• _Work to be completed_
Rewrite all of the records below with "largest disc" changed to "biggest circle" and everything else kept the same. Omit the pictures from your answer.

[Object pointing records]
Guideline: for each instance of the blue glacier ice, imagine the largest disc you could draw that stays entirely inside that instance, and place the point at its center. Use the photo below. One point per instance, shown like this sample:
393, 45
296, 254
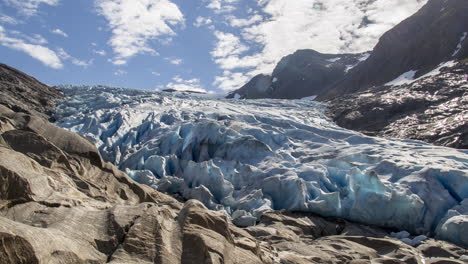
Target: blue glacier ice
248, 157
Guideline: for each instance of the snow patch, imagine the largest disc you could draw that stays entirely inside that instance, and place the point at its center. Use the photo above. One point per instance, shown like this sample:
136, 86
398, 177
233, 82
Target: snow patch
246, 157
462, 38
363, 58
334, 59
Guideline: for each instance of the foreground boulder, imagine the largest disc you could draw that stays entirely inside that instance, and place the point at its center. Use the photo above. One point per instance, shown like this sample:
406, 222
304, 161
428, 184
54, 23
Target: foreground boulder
432, 109
302, 74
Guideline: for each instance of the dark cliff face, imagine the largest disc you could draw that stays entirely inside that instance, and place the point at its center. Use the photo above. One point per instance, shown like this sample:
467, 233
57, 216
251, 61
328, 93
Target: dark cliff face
432, 109
60, 203
304, 73
420, 43
23, 93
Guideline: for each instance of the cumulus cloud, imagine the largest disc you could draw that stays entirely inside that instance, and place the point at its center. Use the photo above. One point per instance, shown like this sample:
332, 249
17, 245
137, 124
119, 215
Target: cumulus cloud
243, 22
45, 55
230, 80
280, 27
134, 23
120, 72
100, 52
227, 45
30, 7
60, 32
8, 20
222, 6
180, 84
65, 56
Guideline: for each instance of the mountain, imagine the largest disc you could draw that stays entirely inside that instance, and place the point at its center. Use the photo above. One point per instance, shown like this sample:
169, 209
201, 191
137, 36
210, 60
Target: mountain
60, 202
248, 157
434, 35
302, 74
432, 108
23, 93
414, 83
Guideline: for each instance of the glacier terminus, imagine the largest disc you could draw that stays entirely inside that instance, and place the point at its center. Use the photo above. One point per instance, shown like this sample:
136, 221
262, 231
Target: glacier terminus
245, 158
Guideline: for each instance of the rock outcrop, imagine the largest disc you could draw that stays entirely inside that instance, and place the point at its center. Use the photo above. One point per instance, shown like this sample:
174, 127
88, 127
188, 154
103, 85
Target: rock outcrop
302, 74
61, 203
433, 109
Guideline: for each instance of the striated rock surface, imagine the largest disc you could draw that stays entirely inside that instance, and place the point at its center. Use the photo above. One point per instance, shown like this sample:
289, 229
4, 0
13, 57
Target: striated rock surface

• _Exercise response_
Guideline: for each instance of the blue glacier ice, imagine the biggest circle you could draw that stays entirely inside that instance, and place the point at its center. Use the photo below. One point per instance, shown like this sample:
393, 45
296, 254
Target: blue glacier ice
248, 157
Guideline: for each instance of the snow patch, imagine the biggest circle you could draw that stays entirely inside that instance, and place the point at its center. Use the photo above. One point per instance, shown like this sample:
136, 86
398, 177
233, 82
Target: snow patch
246, 157
462, 38
363, 58
334, 59
Guideline: for each instance of the foreground boulder, imagine the biggest circle you could draw that stays entirely inside that instance, and place the point at its center. Use the photo above. One point per instance, shown like this sample:
406, 222
304, 161
428, 184
54, 23
Target: foreground boulder
432, 109
302, 74
Guideline: for each instance of the dark cliff face, imagine the biggest circle you could draw that stays entirely inside that instance, and place the point at its center. Use the photo above. One point per instance, shown like this sample:
467, 233
57, 216
251, 61
328, 93
Target: dark cliff face
432, 109
60, 203
304, 73
420, 43
23, 93
Guideline: for each instance of the cumulus cloud, imagine the biggest circle you could draw that stays entirely inside that instance, and place the point at its center. Use the photo above. One point per instance, shown like this sample:
332, 249
17, 245
137, 124
119, 215
Target: cumulus cloud
243, 22
45, 55
230, 80
280, 27
134, 23
120, 72
100, 52
227, 45
30, 7
60, 32
8, 20
222, 6
180, 84
65, 56
Guideline: for each instance of the mountain, imagine the biggest circle you could draw that stays entirely inside that instance, and place the point at its center. Use the photo above. One point per instance, shown like this sample:
169, 209
201, 191
137, 36
210, 60
Target: mountain
60, 202
248, 157
434, 35
302, 74
432, 108
23, 93
414, 83
Guideline: for each instance of the glacier terminus, imagine the biggest circle you could draw that stays entirely inside that instance, and place the point at its center. Use the photo above. One point per instance, shown like this sample:
136, 221
262, 231
Target: glacier terminus
245, 158
Guideline: for each instance of the rock outcrop, imagine the biggest circle you could draw that stays entirely inside that instance, and place the point at its center. Use the photo above. One point per instance, shown like this sample:
174, 127
88, 127
188, 154
103, 85
Target: rock outcrop
302, 74
61, 203
433, 109
Guideline: for each instance of the striated rock surface, imagine the biggest circle you could draw that stays entirely inside that instance, and place the point at its center. Use the photo above. One point per instance, shown like this sample:
289, 229
4, 0
13, 57
Target: striated rock surface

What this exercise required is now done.